-- Start DATA ENTRIES --

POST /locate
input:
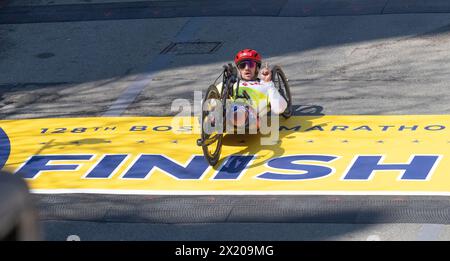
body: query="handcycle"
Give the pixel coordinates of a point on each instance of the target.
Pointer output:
(211, 138)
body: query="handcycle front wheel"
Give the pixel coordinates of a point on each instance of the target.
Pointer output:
(282, 85)
(212, 133)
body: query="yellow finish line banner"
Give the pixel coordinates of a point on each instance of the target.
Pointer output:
(358, 154)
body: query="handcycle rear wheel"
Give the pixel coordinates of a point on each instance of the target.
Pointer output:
(282, 85)
(211, 142)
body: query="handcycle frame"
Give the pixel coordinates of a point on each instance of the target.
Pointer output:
(229, 78)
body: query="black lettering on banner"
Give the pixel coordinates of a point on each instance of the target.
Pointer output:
(59, 130)
(79, 130)
(138, 128)
(162, 128)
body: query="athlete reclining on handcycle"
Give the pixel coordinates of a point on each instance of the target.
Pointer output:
(255, 96)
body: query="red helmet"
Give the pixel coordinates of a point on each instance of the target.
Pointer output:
(247, 54)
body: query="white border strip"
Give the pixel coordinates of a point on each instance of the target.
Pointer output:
(237, 192)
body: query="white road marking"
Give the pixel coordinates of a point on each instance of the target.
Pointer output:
(159, 63)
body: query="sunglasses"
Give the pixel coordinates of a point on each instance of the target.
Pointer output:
(243, 64)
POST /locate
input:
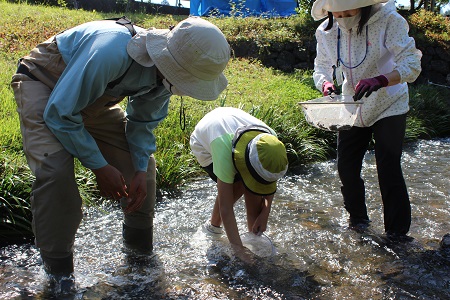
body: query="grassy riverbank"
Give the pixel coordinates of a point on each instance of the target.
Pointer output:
(268, 94)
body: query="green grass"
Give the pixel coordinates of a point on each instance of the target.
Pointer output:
(267, 94)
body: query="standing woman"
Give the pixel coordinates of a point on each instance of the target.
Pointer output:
(364, 47)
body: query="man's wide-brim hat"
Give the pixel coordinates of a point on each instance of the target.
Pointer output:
(321, 8)
(191, 56)
(260, 159)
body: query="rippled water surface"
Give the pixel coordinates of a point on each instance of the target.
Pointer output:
(317, 257)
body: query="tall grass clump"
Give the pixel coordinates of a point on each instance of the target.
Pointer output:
(15, 188)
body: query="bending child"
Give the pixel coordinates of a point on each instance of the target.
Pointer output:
(244, 156)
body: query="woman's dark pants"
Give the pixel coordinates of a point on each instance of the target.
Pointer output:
(388, 134)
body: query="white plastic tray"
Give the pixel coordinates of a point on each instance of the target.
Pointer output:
(332, 113)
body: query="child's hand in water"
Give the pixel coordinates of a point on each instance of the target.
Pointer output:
(244, 254)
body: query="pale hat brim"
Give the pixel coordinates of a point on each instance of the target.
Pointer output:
(321, 8)
(189, 85)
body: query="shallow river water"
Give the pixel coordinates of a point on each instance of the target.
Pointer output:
(315, 255)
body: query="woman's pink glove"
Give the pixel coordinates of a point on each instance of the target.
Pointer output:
(328, 88)
(369, 85)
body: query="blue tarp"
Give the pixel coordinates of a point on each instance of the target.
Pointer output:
(268, 8)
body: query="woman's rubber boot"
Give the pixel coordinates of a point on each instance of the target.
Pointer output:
(138, 239)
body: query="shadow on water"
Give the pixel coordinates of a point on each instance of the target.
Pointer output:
(316, 257)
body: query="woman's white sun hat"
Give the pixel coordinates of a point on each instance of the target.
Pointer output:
(321, 8)
(191, 56)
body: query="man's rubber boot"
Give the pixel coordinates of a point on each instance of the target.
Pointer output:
(138, 239)
(58, 266)
(60, 274)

-- End DATA ENTRIES --

[YOUR OBJECTIVE]:
Pictures don't belong in the copy. Transcribe every record exactly as it appears.

[ANSWER TO THE TASK]:
POST /locate
input:
body: query="handcycle"
Give the pixel coordinates of a point on each instance of the target.
Pointer output:
(211, 138)
body: query="handcycle front wheel"
Give the pixel coordinates of a point on each instance of the target.
Pointer output:
(282, 85)
(212, 133)
body: query="yellow finish line banner"
Give the pixel coordinates of a point on each instance of the target.
Pointer output:
(358, 154)
body: query="handcycle rear wheel"
Give the pixel coordinates of a point on each instance of the target.
Pointer output:
(282, 85)
(211, 142)
body: query="handcycle frame"
Give the pixel coordinates of a point on each instance of the target.
Pointer output:
(229, 78)
body: query="black lettering on banner"
Give the pixel coordinates of a point on each instance of the target.
Pointer output:
(59, 130)
(79, 130)
(138, 128)
(162, 128)
body: query="athlete reclining on handcycle"
Give the pixel coordinates of a point on each instance of the target.
Pointer output:
(255, 96)
body: query="red helmet"
Give the pixel coordinates of a point on each instance of the target.
Pointer output:
(247, 54)
body: query="white border strip"
Give the pixel coordinates of a point on each instance of the target.
Pointer output:
(237, 192)
body: query="white road marking"
Give the pixel coordinates of a point on each instance of the target.
Pointer output:
(159, 63)
body: query="sunglasses"
Give the pixel coordinates of a point on each instance of the target.
Pointer output:
(243, 64)
POST /locate
input:
body: query="grassy riverbank"
Give the pixel coordinates of a point on each instance of the target.
Pointer output:
(268, 94)
body: query="green grass"
Give the pixel coordinates of a point on each instance of the target.
Pointer output:
(267, 94)
body: query="standing woman"
Give the pixel coordinates of a point on each instance of the target.
Pointer output:
(364, 47)
body: query="man's wide-brim hat"
Give the pixel coordinates of a point on each instance of the target.
Pointer output:
(321, 8)
(191, 56)
(260, 159)
body: query="rippled water surface"
Give the pixel coordinates of a point on each instance of the target.
Pointer output:
(317, 257)
body: query="tall grass clump"
Give the pixel coordinates of a point on each instance of the target.
Pointer output:
(15, 188)
body: query="bending child"
Give the pixel coordinates of a point on each instance of the target.
Pointer output:
(244, 156)
body: query="woman's dark pants"
Give the pixel coordinates of a point on each instance of the target.
Pointer output:
(388, 134)
body: query="white plastic tray"
Give the pixel coordinates of a point on each instance of the target.
Pointer output:
(332, 113)
body: query="child's hand in water"
Give the pixel coordinates of a point on each instance of the target.
Pointer output:
(244, 254)
body: query="pale hat brim"
Give the pixel coordinates of a point on each instance of the target.
Pointer output:
(321, 8)
(189, 85)
body: query="shallow river water"
Give the pixel coordinates of a point on each instance of the target.
Pointer output:
(315, 255)
body: query="woman's pink glove"
Give the pixel coordinates of a point on each instance of the target.
Pointer output:
(328, 88)
(369, 85)
body: query="blue tarp"
Give the pixel coordinates of a point on each instance of the target.
Pointer output:
(268, 8)
body: query="woman's rubber boot"
Give the pixel coordinates of a point on each instance of the target.
Pointer output:
(138, 239)
body: query="shadow on water"
Give the pixel coordinates of a point on each instance of the target.
Pointer output:
(316, 257)
body: query="woman's white sun hat"
Give the pixel coordinates of a point on each instance of the target.
Pointer output:
(321, 8)
(191, 56)
body: query="man's rubber boot"
Give the pixel coordinates of a point on each instance of the target.
Pointer output:
(138, 239)
(58, 266)
(60, 274)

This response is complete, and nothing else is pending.